Data listing:
▼

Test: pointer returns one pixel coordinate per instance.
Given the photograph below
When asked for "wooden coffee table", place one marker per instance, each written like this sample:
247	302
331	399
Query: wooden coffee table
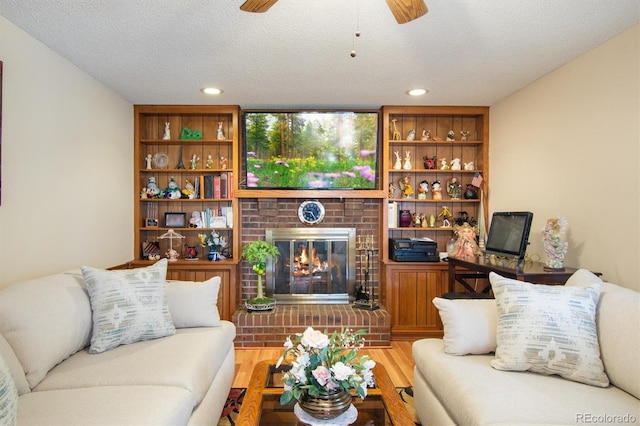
261	404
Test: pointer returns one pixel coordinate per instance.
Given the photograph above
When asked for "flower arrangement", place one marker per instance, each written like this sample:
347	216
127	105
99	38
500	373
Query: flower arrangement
322	364
213	240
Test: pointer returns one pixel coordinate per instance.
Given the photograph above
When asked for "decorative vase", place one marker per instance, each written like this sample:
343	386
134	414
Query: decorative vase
405	218
325	407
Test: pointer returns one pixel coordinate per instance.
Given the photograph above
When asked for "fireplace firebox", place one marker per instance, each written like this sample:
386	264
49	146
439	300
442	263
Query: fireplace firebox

▲

- **What this task involves**
Count the lines of the listing above that contain the word "coffee", and give only the number.

- **Correct answer**
2